▸ WORK TO DO: Render all of the data below as a Markdown table with the columns "No" and "Line", putting each nonblank line in its own row with its running number and omitting blank lines.
○ ○ ○ ○ ○
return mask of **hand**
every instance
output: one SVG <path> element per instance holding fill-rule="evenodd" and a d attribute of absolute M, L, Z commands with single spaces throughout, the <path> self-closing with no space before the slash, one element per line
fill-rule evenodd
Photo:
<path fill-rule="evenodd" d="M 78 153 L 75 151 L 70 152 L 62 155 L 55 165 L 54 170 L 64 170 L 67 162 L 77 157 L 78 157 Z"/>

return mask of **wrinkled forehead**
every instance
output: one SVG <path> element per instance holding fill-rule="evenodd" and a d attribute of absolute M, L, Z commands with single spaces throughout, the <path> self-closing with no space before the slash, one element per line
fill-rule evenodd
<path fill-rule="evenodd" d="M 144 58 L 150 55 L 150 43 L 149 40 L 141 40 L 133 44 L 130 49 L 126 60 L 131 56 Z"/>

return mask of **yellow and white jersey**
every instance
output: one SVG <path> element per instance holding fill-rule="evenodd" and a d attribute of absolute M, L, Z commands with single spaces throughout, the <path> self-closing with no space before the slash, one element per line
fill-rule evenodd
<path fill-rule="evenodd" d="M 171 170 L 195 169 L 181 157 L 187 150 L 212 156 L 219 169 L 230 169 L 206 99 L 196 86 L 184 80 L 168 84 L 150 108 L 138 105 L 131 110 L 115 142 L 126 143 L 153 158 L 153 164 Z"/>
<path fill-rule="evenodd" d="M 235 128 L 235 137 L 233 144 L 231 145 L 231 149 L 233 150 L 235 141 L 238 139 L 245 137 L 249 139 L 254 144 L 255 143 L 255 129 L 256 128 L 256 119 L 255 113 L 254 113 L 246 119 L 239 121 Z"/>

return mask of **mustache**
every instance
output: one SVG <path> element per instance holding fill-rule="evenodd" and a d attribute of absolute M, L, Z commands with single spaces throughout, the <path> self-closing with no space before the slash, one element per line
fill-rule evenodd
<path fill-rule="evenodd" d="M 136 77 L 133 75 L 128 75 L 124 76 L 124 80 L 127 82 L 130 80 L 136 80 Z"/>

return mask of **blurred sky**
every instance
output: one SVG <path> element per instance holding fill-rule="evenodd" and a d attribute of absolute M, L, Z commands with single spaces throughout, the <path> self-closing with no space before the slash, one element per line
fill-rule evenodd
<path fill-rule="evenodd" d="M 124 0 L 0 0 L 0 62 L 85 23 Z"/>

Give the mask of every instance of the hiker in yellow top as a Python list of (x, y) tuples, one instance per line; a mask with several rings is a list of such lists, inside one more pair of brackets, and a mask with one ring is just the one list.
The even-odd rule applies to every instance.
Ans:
○ ○ ○ ○ ○
▸ TASK OUTPUT:
| No | Line |
|---|---|
| 1 | return mask of **hand** |
| 2 | every instance |
| 3 | output: one SVG <path> element per instance holding fill-rule="evenodd" and a d attribute of absolute M, L, Z commands with single spaces throughout, the <path> self-closing with no space before the slash, one element per line |
| 4 | fill-rule evenodd |
| 5 | Photo: |
| 6 | <path fill-rule="evenodd" d="M 78 153 L 75 151 L 70 152 L 62 155 L 55 165 L 54 170 L 64 170 L 67 162 L 77 157 L 78 157 Z"/> |
| 7 | return mask of **wrinkled forehead** |
| 8 | every instance |
| 9 | output: one SVG <path> element per instance holding fill-rule="evenodd" and a d attribute of absolute M, L, Z commands with single spaces throughout, the <path> self-closing with no space before the slash, one element per line |
| 10 | fill-rule evenodd |
| 11 | <path fill-rule="evenodd" d="M 144 58 L 150 55 L 150 43 L 149 40 L 141 40 L 133 44 L 130 49 L 126 60 L 131 56 Z"/> |
| 12 | return mask of **yellow and white jersey** |
| 13 | every instance |
| 14 | output: one SVG <path> element per instance holding fill-rule="evenodd" and a d attribute of absolute M, L, Z commands with single spaces throughout, the <path> self-closing with no space before the slash, one element per line |
| 15 | fill-rule evenodd |
| 16 | <path fill-rule="evenodd" d="M 171 170 L 195 169 L 181 157 L 187 150 L 212 156 L 219 169 L 230 169 L 206 99 L 196 86 L 184 80 L 168 84 L 150 108 L 138 105 L 131 110 L 115 142 L 126 143 L 153 158 L 153 164 Z"/> |
| 17 | <path fill-rule="evenodd" d="M 235 128 L 235 137 L 233 144 L 231 145 L 231 149 L 233 150 L 235 141 L 238 139 L 245 137 L 249 139 L 254 144 L 255 143 L 255 129 L 256 128 L 256 119 L 255 113 L 254 113 L 246 119 L 239 121 Z"/> |
| 18 | return mask of **mustache** |
| 19 | every instance |
| 20 | output: one SVG <path> element per instance holding fill-rule="evenodd" and a d attribute of absolute M, L, Z commands with single spaces throughout, the <path> self-closing with no space before the slash, one element per line |
| 21 | fill-rule evenodd |
| 22 | <path fill-rule="evenodd" d="M 136 77 L 133 75 L 128 75 L 124 76 L 124 80 L 127 82 L 130 80 L 136 80 Z"/> |
| 23 | return mask of **blurred sky** |
| 24 | every instance |
| 25 | output: one SVG <path> element per instance holding fill-rule="evenodd" and a d attribute of absolute M, L, Z commands with single spaces throughout, the <path> self-closing with no space before the slash, one element per line |
| 26 | fill-rule evenodd |
| 27 | <path fill-rule="evenodd" d="M 124 0 L 0 0 L 0 62 L 85 23 Z"/> |
| 28 | Give the mask of every instance of the hiker in yellow top as a Python list of (x, y) tuples, one instance per line; a mask with several rings is a list of such lists, inside one more pair of brackets, and a mask with one ring is just the one list. |
| 29 | The even-odd rule applies to every instance. |
| 30 | Ans: |